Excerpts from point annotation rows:
*****
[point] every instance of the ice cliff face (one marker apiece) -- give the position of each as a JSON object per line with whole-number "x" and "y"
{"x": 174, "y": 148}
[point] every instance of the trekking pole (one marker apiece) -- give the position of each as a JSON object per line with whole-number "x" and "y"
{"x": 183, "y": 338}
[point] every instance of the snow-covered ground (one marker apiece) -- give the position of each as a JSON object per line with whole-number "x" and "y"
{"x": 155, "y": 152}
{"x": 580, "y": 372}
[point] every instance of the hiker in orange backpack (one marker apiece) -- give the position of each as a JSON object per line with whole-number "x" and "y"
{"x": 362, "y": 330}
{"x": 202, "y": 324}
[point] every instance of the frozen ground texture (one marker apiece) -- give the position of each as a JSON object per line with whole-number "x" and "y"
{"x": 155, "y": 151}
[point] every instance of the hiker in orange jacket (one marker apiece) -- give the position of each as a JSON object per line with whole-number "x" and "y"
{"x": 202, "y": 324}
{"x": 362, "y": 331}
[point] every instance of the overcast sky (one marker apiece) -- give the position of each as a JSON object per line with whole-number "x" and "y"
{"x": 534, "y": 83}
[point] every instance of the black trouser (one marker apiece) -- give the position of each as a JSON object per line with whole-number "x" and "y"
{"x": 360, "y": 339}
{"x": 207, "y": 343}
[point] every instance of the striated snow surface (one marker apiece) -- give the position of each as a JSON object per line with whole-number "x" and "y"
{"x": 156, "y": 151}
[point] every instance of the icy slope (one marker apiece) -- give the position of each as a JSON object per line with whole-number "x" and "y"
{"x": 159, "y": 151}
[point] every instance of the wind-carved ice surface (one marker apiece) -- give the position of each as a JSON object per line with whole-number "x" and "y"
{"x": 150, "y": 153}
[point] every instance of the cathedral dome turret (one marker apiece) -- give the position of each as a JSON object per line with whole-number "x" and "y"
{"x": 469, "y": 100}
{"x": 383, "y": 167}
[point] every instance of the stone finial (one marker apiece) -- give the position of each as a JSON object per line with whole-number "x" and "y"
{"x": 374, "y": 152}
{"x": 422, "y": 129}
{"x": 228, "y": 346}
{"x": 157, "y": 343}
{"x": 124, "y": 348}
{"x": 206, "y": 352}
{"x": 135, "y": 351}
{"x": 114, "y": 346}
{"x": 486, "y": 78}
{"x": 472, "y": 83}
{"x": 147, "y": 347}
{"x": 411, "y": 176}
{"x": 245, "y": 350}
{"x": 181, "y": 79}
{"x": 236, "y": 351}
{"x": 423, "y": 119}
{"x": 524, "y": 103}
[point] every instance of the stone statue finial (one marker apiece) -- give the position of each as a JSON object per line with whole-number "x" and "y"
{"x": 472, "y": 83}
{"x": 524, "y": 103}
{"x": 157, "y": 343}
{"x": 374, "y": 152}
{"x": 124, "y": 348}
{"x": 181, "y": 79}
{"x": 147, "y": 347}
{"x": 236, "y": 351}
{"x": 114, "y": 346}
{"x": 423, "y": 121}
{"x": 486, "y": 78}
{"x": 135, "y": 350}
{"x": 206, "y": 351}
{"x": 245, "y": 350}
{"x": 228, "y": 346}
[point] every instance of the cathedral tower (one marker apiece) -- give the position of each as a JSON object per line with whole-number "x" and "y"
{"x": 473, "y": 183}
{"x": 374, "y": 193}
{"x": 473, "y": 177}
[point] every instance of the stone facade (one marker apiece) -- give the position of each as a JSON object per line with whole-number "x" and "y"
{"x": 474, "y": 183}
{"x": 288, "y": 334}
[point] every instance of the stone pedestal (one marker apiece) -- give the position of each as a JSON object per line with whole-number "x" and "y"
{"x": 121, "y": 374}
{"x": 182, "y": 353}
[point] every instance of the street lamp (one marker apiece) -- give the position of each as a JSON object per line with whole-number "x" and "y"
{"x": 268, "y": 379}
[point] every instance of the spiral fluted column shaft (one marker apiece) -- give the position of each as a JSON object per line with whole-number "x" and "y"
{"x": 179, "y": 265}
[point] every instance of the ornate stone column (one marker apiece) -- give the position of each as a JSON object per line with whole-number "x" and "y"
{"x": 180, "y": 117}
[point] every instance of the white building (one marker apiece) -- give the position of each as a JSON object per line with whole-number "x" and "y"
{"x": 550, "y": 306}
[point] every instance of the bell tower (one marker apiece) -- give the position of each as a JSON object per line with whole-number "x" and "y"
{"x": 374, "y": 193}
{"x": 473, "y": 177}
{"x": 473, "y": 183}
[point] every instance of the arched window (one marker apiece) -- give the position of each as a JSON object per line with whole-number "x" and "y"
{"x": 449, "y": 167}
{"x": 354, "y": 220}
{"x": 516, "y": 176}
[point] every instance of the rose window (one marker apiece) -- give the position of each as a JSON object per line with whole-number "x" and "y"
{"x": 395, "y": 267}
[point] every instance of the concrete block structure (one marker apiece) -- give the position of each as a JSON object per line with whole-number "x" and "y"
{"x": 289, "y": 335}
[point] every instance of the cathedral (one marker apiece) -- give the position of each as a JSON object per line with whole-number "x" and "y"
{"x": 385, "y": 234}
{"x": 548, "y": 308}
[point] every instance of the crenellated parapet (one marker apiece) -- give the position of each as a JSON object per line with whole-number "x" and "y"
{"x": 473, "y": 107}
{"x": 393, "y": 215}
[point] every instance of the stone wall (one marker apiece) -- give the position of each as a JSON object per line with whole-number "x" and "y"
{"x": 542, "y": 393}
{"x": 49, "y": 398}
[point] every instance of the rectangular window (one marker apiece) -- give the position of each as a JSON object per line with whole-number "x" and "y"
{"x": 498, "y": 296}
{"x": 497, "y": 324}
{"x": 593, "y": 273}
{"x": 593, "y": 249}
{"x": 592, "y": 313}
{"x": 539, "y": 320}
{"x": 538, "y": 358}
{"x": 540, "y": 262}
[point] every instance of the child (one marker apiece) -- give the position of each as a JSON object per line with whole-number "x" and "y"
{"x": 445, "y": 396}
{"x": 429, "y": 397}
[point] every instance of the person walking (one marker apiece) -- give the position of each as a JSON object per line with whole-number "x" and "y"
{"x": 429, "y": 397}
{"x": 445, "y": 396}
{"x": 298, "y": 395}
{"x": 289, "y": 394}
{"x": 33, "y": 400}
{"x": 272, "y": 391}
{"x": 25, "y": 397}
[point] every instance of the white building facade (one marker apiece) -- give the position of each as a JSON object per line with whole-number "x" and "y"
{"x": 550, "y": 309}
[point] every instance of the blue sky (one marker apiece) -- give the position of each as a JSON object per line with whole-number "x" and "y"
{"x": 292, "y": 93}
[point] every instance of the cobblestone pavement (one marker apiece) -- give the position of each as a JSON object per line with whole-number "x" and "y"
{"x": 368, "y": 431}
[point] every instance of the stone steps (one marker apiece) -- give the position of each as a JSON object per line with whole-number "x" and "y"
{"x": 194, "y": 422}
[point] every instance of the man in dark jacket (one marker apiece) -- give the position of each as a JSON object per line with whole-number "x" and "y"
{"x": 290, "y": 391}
*****
Exercise goal:
Return, word for word, the lines of the rows from the line containing "[point] every instance of the stone steps" up to and including the last line of the rows.

Correct response:
[point] every instance of the stone steps (one marker apiece) -- give the position of each as a JSON object per line with whole-number "x" and "y"
{"x": 194, "y": 422}
[point] every instance of the man in dark jacket (one marker apiece) -- give the position of each as a JSON object per line with whole-number "x" and "y"
{"x": 290, "y": 391}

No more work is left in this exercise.